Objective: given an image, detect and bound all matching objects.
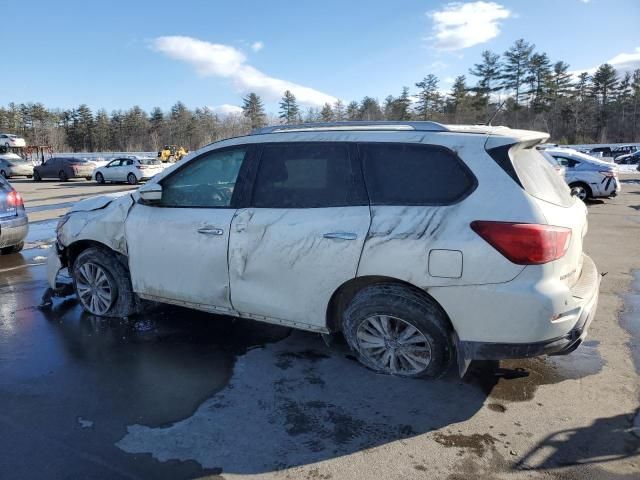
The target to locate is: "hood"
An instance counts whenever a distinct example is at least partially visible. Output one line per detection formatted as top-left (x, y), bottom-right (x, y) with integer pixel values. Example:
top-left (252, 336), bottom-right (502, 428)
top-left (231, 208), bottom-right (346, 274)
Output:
top-left (67, 191), bottom-right (131, 213)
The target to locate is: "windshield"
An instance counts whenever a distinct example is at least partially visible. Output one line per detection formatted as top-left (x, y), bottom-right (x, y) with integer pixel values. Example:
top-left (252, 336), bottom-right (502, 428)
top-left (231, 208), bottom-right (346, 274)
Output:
top-left (509, 145), bottom-right (573, 207)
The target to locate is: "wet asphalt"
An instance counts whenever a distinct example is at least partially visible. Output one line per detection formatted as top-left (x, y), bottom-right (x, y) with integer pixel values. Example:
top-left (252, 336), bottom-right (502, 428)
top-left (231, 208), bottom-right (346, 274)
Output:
top-left (0, 178), bottom-right (640, 479)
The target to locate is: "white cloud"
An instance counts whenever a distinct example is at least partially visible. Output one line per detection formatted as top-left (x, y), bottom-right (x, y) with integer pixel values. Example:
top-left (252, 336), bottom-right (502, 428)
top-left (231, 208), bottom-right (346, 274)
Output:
top-left (152, 36), bottom-right (337, 106)
top-left (571, 47), bottom-right (640, 76)
top-left (427, 2), bottom-right (513, 50)
top-left (209, 103), bottom-right (242, 117)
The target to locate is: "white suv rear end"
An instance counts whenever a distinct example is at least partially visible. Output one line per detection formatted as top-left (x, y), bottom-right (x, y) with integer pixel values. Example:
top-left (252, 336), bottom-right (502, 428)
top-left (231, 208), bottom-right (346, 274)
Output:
top-left (50, 122), bottom-right (599, 376)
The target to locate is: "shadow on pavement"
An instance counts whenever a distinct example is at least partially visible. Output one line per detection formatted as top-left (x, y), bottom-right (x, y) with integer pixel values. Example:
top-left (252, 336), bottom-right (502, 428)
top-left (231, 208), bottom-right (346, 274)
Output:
top-left (514, 413), bottom-right (640, 470)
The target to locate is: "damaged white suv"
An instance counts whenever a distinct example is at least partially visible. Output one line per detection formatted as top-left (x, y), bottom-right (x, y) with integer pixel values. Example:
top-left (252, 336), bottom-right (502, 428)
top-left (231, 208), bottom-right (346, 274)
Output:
top-left (49, 122), bottom-right (600, 377)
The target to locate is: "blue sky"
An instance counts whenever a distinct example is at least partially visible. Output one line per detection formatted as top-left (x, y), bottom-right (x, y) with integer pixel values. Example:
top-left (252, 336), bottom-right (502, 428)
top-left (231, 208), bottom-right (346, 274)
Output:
top-left (5, 0), bottom-right (640, 112)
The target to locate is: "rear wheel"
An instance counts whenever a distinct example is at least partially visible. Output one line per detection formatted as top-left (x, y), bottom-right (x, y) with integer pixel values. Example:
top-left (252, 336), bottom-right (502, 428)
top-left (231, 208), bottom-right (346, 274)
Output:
top-left (73, 247), bottom-right (139, 317)
top-left (0, 242), bottom-right (24, 255)
top-left (342, 284), bottom-right (453, 377)
top-left (569, 182), bottom-right (593, 202)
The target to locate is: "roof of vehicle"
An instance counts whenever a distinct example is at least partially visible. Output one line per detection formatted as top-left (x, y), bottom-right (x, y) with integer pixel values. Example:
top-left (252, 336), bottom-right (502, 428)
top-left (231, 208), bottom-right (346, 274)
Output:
top-left (251, 121), bottom-right (548, 138)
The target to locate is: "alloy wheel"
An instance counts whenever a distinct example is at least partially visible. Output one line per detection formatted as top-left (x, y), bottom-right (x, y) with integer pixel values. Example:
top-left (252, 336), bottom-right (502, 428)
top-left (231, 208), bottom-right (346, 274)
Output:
top-left (76, 263), bottom-right (114, 315)
top-left (356, 315), bottom-right (431, 376)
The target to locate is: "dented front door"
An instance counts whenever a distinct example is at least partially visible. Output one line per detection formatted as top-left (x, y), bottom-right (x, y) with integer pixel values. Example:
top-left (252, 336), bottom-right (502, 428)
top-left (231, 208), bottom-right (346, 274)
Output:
top-left (125, 147), bottom-right (249, 311)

### Aim of the task
Lay out the records, from the start through the line containing "top-left (509, 145), bottom-right (573, 207)", as a JSON list of strings with one string per line and no blank lines. Leave the pictures out.

### Output for this task
[
  "Objective: given an image, detect and bound all matching objects.",
  "The target to locate is: \"hood\"",
  "An instance counts whenever a distinct example is at least partially visible. Output one line per detection formatted as top-left (x, y), bottom-right (x, y) with integer pixel values. Example:",
  "top-left (252, 336), bottom-right (502, 428)",
  "top-left (231, 208), bottom-right (346, 274)",
  "Output:",
  "top-left (67, 191), bottom-right (131, 213)",
  "The target to locate is: \"windshield\"",
  "An instance counts whenever a distinct example is at least partially visible. Output one line per detection formatted as top-left (x, y), bottom-right (x, y) with integer pixel values. Example:",
  "top-left (252, 336), bottom-right (502, 428)",
  "top-left (231, 208), bottom-right (346, 274)",
  "Output:",
  "top-left (509, 145), bottom-right (573, 207)"
]